Return verbatim the lines of the records below, starting at the line that contains "Segment every instance of the dark" and ending at the last line of the records, both included.

-- GIVEN RECORDS start --

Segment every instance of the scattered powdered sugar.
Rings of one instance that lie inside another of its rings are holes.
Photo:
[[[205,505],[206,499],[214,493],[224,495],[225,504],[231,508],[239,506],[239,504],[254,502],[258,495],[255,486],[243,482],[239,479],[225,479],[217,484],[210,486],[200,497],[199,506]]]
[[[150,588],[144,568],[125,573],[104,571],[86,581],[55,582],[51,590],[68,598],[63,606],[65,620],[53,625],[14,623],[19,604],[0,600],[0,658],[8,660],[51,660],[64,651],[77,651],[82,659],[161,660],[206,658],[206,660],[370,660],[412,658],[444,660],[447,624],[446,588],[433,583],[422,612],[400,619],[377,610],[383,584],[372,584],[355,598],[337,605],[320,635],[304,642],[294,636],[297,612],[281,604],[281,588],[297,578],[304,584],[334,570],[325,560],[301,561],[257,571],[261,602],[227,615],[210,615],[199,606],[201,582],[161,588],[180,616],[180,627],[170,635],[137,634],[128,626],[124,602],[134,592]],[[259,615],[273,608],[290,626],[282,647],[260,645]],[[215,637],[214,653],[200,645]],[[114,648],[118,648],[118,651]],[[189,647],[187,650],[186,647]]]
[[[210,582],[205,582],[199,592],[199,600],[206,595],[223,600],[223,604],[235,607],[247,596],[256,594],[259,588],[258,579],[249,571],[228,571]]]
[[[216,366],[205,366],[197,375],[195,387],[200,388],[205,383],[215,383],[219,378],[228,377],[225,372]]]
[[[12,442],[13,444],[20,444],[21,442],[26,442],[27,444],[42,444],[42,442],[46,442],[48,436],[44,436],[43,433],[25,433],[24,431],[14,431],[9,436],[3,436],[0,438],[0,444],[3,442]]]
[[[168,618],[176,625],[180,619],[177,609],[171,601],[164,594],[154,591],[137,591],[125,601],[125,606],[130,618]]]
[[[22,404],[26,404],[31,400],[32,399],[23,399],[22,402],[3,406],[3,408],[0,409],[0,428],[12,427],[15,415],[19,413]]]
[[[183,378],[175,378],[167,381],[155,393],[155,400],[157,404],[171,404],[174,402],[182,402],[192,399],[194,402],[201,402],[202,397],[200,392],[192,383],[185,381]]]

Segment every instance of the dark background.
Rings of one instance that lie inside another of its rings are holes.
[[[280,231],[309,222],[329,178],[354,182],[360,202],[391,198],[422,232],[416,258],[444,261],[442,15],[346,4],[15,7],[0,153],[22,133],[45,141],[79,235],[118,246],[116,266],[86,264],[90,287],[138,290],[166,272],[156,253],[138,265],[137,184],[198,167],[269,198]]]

-- GIVEN RECORDS end --

* **EXERCISE RESULT**:
Segment every instance of the dark background.
Rings of one instance that lie inside another of its rings are holes.
[[[280,231],[309,222],[329,178],[354,182],[360,202],[391,198],[422,232],[416,258],[444,261],[442,15],[346,4],[15,7],[0,153],[22,133],[45,141],[79,235],[118,246],[116,266],[86,264],[90,287],[138,290],[166,272],[156,253],[138,265],[137,184],[198,167],[269,198]]]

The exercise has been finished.